WORK TO COMPLETE:
[1] Decide whether each of these statements agrees with the debate excerpt on North Sea oil and gas, giving yes or no and quoting the deciding words of the excerpt. (a) The supplementary charge was reduced from 32% to 10%. (b) Up to 30 billion barrels of oil equivalent remain in the North Sea. (c) The Scottish National party opposed the transferable tax history measure.
[2] From the debate excerpt on North Sea oil and gas, output the part that starts at the words "I am disappointed" and ends after "nearly ambitious enough.".

EXCERPTED PASSAGE:

I am disappointed that there is no commitment that the UK Government will continue to work collaboratively with the Scottish Government and honour their manifesto pledge in committing to the development of an ultra-deepwater port, which would bring benefits not only for a single location, but as part of an integrated decommissioning offering. Recent industry announcements such as BP’s successful discoveries in its Capercaillie and Achmelvich wells and Nexen’s phase II of development of the Buzzard field demonstrate that the investment potential of the UK continental shelf still holds. The North sea has significant potential, with up to 20 billion barrels of oil equivalent remaining. That could sustain production for another 20 years. The SNP supports what has been proposed, but I have to point out that we are not being nearly ambitious enough.

I shall try to respond briefly to the questions put to me. On the Government’s support for the oil and gas industry, particularly in Scotland, it would be difficult for the Government to do more than we are doing at the moment. The oil and gas industry is extremely supportive of the actions that the Government have taken in successive Budgets. The driving investment principles were established by the former Chancellor of the Exchequer and restated at autumn Budget 2018 by the present Chancellor, who made it clear that we would be maintaining the headline tax rates at their current level. We have taken forward and legislated for—in fact, it passed its final stage last night—the transferable tax history, an important and innovative tax measure, supported by the Scottish National party. It will help to extend the life of a number of oilfields and put decommissioning further into the future. Of course, in terms of the headline tax rates, we reduced the supplementary charge from 32% to 10% and petroleum revenue tax—PRT— to 0%. The Government have therefore been extremely generous towards the oil and gas sector, appreciating that it is a national asset that supports so many jobs throughout the United Kingdom, that the oil price remains lower than it has been historically—but volatile—and that the industry remains weak, particularly in parts of the supply chain in critical areas of the country, such as around Aberdeen. I and other Treasury Ministers have a very good and productive relationship with the industry, regularly visiting Aberdeen and other stakeholders to ensure that they are getting all that they require from the Government.

Saved entries:
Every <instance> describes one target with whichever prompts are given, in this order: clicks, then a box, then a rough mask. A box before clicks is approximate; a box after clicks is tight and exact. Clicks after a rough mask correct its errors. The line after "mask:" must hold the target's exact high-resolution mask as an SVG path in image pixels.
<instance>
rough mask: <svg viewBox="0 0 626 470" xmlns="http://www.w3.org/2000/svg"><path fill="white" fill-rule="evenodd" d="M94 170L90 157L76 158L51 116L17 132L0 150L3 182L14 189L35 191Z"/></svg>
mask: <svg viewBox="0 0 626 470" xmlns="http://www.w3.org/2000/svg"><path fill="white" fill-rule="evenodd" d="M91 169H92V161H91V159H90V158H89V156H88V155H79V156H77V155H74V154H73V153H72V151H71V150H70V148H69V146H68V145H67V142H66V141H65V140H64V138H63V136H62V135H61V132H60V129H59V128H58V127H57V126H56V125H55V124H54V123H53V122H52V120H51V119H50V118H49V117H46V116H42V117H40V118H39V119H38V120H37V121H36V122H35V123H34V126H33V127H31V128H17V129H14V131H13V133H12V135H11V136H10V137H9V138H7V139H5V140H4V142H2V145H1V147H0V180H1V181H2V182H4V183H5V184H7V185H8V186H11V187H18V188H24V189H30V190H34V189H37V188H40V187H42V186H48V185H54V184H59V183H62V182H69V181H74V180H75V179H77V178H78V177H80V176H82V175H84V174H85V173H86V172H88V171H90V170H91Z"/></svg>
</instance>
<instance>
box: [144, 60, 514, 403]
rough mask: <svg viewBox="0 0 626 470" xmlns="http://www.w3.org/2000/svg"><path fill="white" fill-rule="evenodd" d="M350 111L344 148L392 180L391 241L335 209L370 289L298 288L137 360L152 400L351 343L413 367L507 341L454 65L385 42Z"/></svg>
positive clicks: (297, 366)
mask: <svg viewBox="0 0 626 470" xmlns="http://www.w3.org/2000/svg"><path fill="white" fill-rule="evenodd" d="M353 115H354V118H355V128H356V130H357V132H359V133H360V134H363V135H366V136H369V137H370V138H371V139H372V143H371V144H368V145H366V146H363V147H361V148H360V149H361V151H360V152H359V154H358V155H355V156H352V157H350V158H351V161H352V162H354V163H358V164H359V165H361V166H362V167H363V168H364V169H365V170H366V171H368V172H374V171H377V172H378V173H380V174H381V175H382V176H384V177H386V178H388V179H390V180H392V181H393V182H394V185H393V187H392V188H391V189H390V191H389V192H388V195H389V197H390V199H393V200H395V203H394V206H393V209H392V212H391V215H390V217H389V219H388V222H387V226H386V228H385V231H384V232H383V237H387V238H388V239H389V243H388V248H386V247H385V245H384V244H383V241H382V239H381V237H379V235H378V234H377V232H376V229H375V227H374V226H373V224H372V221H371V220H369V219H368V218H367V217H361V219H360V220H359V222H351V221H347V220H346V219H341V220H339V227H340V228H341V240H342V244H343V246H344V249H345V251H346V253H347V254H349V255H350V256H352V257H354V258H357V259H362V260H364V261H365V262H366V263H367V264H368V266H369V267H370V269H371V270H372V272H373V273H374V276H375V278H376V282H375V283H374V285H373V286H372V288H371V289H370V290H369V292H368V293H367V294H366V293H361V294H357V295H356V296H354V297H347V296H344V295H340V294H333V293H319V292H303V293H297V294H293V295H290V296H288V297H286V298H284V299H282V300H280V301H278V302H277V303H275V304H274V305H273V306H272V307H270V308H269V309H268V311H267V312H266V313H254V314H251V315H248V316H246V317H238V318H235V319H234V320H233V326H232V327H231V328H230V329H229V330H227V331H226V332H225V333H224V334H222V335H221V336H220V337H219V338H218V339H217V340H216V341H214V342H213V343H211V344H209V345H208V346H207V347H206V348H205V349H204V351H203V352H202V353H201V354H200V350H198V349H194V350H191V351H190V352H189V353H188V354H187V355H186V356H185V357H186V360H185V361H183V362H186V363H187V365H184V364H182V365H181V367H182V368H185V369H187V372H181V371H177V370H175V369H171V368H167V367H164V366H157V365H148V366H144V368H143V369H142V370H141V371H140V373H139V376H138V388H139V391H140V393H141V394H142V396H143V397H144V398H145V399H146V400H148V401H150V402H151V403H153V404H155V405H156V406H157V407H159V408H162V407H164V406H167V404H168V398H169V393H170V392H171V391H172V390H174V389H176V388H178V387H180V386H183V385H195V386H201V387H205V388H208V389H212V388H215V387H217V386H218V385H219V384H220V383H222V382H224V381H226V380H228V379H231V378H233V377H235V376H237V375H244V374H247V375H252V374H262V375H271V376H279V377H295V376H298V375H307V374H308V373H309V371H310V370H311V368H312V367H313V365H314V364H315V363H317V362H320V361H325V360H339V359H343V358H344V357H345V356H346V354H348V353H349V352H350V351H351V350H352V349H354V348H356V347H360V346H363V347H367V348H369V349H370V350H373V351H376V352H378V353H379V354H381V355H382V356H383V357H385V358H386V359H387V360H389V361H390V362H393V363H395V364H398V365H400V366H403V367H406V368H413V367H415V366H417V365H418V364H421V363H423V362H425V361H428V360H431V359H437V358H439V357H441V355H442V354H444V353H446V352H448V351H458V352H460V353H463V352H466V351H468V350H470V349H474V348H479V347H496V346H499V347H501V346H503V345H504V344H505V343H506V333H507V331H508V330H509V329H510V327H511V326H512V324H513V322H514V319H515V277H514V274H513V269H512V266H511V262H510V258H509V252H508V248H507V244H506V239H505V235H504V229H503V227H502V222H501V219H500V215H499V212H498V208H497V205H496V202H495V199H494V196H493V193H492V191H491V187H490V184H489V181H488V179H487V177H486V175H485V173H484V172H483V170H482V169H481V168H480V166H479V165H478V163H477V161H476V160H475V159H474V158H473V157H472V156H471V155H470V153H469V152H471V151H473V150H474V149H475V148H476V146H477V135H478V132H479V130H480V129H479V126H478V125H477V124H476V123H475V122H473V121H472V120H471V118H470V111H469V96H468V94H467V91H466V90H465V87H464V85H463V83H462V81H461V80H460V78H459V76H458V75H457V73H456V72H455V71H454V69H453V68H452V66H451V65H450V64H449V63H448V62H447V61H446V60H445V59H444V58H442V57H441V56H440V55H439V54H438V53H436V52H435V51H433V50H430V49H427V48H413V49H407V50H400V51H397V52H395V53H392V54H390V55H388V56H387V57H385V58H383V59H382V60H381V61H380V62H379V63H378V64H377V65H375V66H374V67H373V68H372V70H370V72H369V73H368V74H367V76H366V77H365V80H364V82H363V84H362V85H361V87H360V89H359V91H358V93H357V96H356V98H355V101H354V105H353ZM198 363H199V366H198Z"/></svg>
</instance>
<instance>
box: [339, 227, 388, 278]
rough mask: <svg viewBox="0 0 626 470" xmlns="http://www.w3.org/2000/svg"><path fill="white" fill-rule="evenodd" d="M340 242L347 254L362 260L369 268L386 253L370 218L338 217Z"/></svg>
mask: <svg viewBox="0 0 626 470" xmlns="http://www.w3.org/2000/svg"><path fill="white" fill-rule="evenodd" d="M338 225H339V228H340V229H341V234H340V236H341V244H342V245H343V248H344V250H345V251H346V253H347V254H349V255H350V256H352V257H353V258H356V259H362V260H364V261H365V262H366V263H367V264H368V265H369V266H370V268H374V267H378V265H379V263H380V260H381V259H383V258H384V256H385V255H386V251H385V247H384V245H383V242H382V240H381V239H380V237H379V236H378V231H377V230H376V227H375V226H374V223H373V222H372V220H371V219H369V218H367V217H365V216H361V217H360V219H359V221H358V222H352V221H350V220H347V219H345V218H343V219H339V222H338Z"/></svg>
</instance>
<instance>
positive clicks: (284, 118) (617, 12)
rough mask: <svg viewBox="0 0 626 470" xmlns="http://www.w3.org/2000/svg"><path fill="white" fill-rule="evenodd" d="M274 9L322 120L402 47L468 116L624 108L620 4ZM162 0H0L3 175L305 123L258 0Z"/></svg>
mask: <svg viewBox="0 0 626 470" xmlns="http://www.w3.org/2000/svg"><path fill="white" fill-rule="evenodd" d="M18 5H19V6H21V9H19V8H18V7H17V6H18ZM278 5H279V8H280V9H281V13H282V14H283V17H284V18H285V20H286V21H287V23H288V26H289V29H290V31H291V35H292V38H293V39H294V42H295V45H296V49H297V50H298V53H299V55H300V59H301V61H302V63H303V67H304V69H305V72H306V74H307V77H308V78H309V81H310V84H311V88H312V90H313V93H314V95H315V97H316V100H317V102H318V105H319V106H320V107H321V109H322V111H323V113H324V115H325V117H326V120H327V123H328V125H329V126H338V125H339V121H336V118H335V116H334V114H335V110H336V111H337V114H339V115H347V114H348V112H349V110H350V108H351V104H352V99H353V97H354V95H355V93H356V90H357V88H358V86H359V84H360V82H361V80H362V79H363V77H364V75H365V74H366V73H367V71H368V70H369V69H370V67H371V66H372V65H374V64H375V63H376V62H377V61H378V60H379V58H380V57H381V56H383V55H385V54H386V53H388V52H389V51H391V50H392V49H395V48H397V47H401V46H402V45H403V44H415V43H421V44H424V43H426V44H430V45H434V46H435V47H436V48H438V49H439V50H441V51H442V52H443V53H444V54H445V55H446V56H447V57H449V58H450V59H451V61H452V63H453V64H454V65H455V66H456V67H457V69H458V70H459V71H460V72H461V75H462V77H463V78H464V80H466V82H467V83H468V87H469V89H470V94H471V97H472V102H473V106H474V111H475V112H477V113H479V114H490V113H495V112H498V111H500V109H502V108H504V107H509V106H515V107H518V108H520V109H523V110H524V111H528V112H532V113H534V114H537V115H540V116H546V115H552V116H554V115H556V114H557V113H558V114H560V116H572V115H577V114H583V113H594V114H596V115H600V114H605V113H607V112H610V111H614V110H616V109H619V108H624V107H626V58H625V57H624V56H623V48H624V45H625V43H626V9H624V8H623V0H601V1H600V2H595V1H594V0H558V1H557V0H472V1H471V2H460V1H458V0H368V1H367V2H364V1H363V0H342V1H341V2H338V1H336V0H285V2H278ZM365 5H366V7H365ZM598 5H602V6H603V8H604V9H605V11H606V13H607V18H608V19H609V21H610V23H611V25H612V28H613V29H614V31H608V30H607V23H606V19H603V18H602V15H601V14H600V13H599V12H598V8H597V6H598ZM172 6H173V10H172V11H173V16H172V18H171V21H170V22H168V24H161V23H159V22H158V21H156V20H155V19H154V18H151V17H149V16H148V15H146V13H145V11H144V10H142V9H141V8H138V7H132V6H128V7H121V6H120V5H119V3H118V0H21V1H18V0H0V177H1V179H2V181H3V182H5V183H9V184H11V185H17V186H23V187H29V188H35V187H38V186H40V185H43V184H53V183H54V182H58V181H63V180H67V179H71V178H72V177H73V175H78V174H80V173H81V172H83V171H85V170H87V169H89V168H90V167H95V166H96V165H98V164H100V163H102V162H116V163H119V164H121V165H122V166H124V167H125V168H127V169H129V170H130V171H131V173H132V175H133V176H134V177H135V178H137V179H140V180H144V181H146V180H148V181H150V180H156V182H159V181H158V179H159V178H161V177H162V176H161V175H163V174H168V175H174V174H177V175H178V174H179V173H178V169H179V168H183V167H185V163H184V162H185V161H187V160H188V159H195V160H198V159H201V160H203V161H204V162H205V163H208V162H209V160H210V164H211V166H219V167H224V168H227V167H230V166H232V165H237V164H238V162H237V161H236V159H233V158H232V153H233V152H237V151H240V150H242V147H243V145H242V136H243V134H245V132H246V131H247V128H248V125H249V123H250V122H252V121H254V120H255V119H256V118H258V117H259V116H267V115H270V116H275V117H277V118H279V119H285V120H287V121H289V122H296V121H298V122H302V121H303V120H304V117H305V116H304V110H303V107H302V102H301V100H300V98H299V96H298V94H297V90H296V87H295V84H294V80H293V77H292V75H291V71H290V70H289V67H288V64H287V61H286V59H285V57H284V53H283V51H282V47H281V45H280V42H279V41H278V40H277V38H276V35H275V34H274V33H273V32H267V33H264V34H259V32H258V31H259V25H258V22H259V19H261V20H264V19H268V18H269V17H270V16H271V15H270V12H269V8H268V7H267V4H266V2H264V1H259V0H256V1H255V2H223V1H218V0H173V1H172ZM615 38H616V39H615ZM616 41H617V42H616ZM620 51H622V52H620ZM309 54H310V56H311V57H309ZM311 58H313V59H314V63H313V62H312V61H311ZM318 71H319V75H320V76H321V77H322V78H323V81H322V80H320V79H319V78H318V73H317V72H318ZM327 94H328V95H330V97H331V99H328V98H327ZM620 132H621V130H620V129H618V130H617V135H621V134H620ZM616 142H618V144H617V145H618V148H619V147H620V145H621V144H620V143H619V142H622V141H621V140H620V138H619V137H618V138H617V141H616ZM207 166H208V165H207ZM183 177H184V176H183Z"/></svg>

SOLUTIONS TO THE EXERCISE:
[1]
(a) Yes: "we reduced the supplementary charge from 32% to 10%"
(b) No: "with up to 20 billion barrels of oil equivalent remaining"
(c) No: "an important and innovative tax measure, supported by the Scottish National party"

[2]
I am disappointed that there is no commitment that the UK Government will continue to work collaboratively with the Scottish Government and honour their manifesto pledge in committing to the development of an ultra-deepwater port, which would bring benefits not only for a single location, but as part of an integrated decommissioning offering. Recent industry announcements such as BP’s successful discoveries in its Capercaillie and Achmelvich wells and Nexen’s phase II of development of the Buzzard field demonstrate that the investment potential of the UK continental shelf still holds. The North sea has significant potential, with up to 20 billion barrels of oil equivalent remaining. That could sustain production for another 20 years. The SNP supports what has been proposed, but I have to point out that we are not being nearly ambitious enough.